### Aufgaben
- 1) Wie hoch ist laut dem Debattenauszug über Reichsbürger und Waffen der Anteil der Szene-Angehörigen mit waffenrechtlichen Erlaubnissen?
- 2) Setze den Debattenauszug über Reichsbürger und Waffen nach seinem letzten Satz fort.

Auf besondere Affinität der Reichsbürger zu Waffen brauche ich an dieser Stelle sicherlich nicht besonders hinzuweisen. Denn Fakt ist: Der Anteil der Szene-Angehörigen mit waffenrechtlichen Erlaubnissen liegt mit knapp 7 Prozent höher als in der Gesamtbevölkerung mit lediglich circa 2 Prozent. Nach unserer Auffassung ist es daher endlich an der Zeit, diesen Personen den Besitz von Waffen zu untersagen, sofern deren Zugehörigkeit zur Szene durch den Verfassungsschutz zweifelsfrei festgestellt wurde.

Wer die Gefahr dieser Menschen unterschätzt, den erinnere ich nur an die Erschießung des SEK-Beamten in Bayern im Oktober 2016.

(Beifall CDU)

Danke schön. Die Landesregierung hat angekündigt, von der Möglichkeit eines Sofortberichts keinen Gebrauch zu machen und damit eröffne ich die Beratung. Frau Abgeordnete König-Preuss hat für die Fraktion Die Linke als Erste das Wort.

### Auszüge aus Datensätzen

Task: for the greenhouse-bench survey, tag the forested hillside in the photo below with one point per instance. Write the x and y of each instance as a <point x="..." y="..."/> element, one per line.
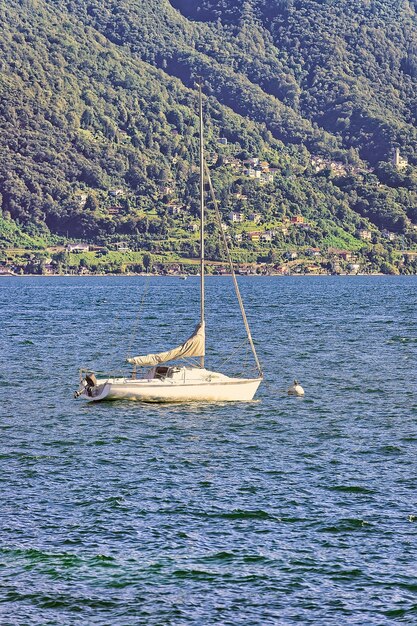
<point x="305" y="102"/>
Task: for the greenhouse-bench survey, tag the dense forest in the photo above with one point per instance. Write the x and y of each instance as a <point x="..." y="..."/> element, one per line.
<point x="305" y="103"/>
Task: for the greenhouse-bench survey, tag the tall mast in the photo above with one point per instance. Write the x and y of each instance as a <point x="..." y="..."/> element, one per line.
<point x="200" y="94"/>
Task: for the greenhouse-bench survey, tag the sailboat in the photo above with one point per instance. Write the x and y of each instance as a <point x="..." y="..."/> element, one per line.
<point x="166" y="380"/>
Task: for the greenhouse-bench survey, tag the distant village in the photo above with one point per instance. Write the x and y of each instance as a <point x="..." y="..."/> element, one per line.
<point x="239" y="226"/>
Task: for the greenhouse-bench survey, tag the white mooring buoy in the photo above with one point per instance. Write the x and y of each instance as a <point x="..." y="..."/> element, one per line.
<point x="295" y="389"/>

### Antworten
- 1) Knapp 7 Prozent.

- 2)
Sehr geehrte Damen und Herren, liebe Kolleginnen und Kollegen und auch liebe Zuschauer und Zuschauerinnen am Livestream! Der Antrag der CDU, der uns heute vorliegt, umfasst im Teil I Fragen, die alle bereits in Innenausschusssitzungen oder über

Kleine Anfragen, die der Abgeordnete Walk gestellt hat bzw. auch andere Abgeordnete, längst beantwortet sind. Zur Anzahl der im Freistaat gegenwärtig bekannten Reichsbürger, zur Entwicklung der Reichsbürgerszene im Freistaat innerhalb der letzten fünf Jahre, zur Anzahl der bekannten Reichsbürger, die über eine Berechtigung zum Führen von Schusswaffen verfügen usw. usf. – Herr Fiedler hat ja gerade auch schon mit seiner Einleitung letztlich deutlich gemacht, dass ein Großteil dieser Information bereits vorhanden ist. Insofern stellt sich die Frage: Was soll eigentlich der Antrag der CDU?

Richtig ist, das Verbot von Waffen bei Reichsbürgern zu fordern und das auch, soweit es möglich ist, umzusetzen, allerdings nicht nur bei Reichsbürgern, sondern wenn wir einmal dabei sind, dann sollten wir generell darüber reden, inwieweit überhaupt Waffen im Privatbesitz sein müssen.

(Beifall BÜNDNIS 90/DIE GRÜNEN)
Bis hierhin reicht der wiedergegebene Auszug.